▶ WORK TASK:
Please set down the records exactly, keeping every line.

▶ SOURCE INFORMATION:
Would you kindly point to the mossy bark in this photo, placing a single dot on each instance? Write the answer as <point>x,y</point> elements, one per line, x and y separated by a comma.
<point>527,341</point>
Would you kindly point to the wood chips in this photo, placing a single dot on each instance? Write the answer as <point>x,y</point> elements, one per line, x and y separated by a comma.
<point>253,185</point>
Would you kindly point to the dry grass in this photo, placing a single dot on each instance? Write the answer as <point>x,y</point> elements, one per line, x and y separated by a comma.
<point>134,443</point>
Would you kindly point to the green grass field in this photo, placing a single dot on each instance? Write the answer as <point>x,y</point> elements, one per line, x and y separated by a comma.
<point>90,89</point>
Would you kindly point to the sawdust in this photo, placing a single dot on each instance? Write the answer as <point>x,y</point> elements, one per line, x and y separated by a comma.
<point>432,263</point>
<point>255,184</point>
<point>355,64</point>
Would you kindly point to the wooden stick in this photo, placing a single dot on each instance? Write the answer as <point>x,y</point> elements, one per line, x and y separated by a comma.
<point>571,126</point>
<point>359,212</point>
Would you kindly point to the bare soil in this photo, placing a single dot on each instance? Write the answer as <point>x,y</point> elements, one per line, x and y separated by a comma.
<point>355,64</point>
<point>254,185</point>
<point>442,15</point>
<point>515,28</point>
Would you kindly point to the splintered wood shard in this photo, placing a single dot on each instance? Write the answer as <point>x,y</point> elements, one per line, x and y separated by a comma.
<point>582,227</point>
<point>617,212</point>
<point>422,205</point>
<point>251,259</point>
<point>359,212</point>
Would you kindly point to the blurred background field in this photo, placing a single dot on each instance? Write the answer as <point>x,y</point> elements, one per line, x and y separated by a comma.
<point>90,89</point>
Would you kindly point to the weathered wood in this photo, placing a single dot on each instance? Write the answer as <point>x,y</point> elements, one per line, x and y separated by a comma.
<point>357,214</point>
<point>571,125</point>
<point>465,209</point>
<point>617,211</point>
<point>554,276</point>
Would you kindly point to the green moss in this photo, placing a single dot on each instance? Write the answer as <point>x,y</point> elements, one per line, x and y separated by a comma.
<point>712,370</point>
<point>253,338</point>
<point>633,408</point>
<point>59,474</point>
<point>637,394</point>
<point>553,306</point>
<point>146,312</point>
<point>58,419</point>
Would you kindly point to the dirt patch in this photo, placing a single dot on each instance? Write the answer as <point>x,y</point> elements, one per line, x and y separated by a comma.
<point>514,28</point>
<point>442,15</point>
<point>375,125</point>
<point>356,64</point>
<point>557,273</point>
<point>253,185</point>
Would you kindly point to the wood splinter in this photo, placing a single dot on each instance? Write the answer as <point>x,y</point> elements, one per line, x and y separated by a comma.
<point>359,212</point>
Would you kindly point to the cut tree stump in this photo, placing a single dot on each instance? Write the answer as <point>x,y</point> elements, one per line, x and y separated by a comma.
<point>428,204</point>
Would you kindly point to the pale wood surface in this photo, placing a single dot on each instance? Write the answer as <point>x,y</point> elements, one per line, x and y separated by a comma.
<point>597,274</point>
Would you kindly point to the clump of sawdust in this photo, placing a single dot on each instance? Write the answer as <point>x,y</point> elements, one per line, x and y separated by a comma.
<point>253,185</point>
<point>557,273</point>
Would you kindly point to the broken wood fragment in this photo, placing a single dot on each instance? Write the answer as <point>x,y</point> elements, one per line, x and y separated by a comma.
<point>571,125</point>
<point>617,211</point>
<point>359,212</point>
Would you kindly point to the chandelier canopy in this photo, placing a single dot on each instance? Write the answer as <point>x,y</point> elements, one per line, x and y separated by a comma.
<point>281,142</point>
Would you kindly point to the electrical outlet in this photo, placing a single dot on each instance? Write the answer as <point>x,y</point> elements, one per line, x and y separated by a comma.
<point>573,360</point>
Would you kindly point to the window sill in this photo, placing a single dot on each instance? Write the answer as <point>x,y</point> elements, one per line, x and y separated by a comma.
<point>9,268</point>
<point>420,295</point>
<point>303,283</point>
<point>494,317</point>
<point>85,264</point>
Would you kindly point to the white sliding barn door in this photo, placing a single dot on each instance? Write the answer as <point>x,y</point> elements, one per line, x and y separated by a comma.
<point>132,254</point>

▶ OUTPUT FOR THIS TASK:
Would you kindly point to the mossy bark in this photo, placing a single dot on each instance? Write the answer as <point>x,y</point> elements, one per line, x and y separated by a comma.
<point>527,341</point>
Would you kindly point to the wood chips in this photo, placing a single dot on each instance? Write the answer as <point>x,y</point> elements, one per line, x and y separated by a comma.
<point>253,185</point>
Would you kindly point to the dry grass in this photo, placing a single dot on each instance? Write the answer as <point>x,y</point> elements, one per line, x and y separated by a comma.
<point>134,443</point>
Would you kindly point to the green grass field in this photo, placing a single dot on each instance? Write the answer as <point>x,y</point> elements, one per line, x and y separated by a comma.
<point>90,89</point>
Would you kindly point to the sawdust in this photo, placing a single dot on each instance? Write the answer as <point>x,y</point> elements, one per line, x and y separated by a comma.
<point>432,263</point>
<point>255,184</point>
<point>355,64</point>
Would you kindly point to the wooden stick in this photo, placing a single dot on each instance? Write the answer as <point>x,y</point> elements, one per line, x and y separated by a comma.
<point>571,126</point>
<point>359,212</point>
Would you kindly point to the bare soil in this photo, placing a single dot on each instance? Write the answer as <point>x,y</point> elements, one per line, x and y separated by a comma.
<point>355,64</point>
<point>254,185</point>
<point>442,15</point>
<point>515,28</point>
Would you kindly point to the splintered wood shard in this photo, placing a single dot on each instance? Write the answer as <point>x,y</point> elements, one per line, x and y separated by a comma.
<point>582,227</point>
<point>617,212</point>
<point>422,205</point>
<point>251,259</point>
<point>359,212</point>
Would you kindly point to the blurred background field in this photo, placing a single dot on each instance? Write the answer as <point>x,y</point> elements, one per line, x and y separated by a comma.
<point>90,89</point>
Would you kindly point to the weathered wood in this photo, placing a single dot on each instance? Write the answer as <point>x,y</point> elements, one per line, x and y separated by a comma.
<point>357,214</point>
<point>571,125</point>
<point>465,209</point>
<point>617,211</point>
<point>554,276</point>
Would you kindly point to the green moss in this photo, placing a single dot on each instance? Write the answer as <point>x,y</point> elements, one per line, x and y separated by a comma.
<point>712,370</point>
<point>253,338</point>
<point>633,408</point>
<point>59,474</point>
<point>637,394</point>
<point>553,306</point>
<point>146,312</point>
<point>58,419</point>
Would you kindly point to the dirt patch in this photo, placing a single dot on each instance? Write the answer as <point>x,y</point> elements, one per line, x and y separated by a comma.
<point>514,28</point>
<point>442,15</point>
<point>375,125</point>
<point>356,64</point>
<point>557,273</point>
<point>253,185</point>
Would you kindly point to the wood splinter in this photo, placing a single dot on each instance? Write the answer as <point>x,y</point> elements, one per line, x and y separated by a comma.
<point>359,212</point>
Would you kindly point to the cut tree stump in this photo, placing a single dot on each instance? Write the answer as <point>x,y</point> elements, one per line, x and y separated by a comma.
<point>428,204</point>
Would you kindly point to the pale wood surface in this photo, placing a single dot on each instance? Write the answer as <point>x,y</point> elements, one per line, x and y separated by a comma.
<point>597,274</point>
Would you kindly point to the clump of sawdust in this photo, placing a single dot on each instance? Write the answer as <point>x,y</point> elements, one per line, x and y separated by a comma.
<point>253,185</point>
<point>557,273</point>
Would you kindly point to the broken wood fragment in this photo, placing a single dot on each instance? Write the answer as <point>x,y</point> elements, one per line, x and y separated by a comma.
<point>571,125</point>
<point>617,211</point>
<point>359,212</point>
Would you kindly point to the chandelier canopy in this photo, placing a single dot on each instance? Write the answer as <point>x,y</point> elements, one per line, x and y separated by a comma.
<point>281,142</point>
Would you kindly point to the electrical outlet in this photo, placing a single dot on each instance? Write the answer as <point>x,y</point> elements, one per line, x and y separated by a comma.
<point>573,360</point>
Would you kindly point to the window sill in this photo, placing a single dot on each instance? Write the answer as <point>x,y</point> elements, one per line, x and y separated by a comma.
<point>9,268</point>
<point>420,295</point>
<point>303,283</point>
<point>494,317</point>
<point>85,264</point>
Would you kindly point to the white sliding barn door in this photo, placing a single dot on each instance? Write the answer as <point>x,y</point> elements, one per line, x and y separated by a comma.
<point>132,254</point>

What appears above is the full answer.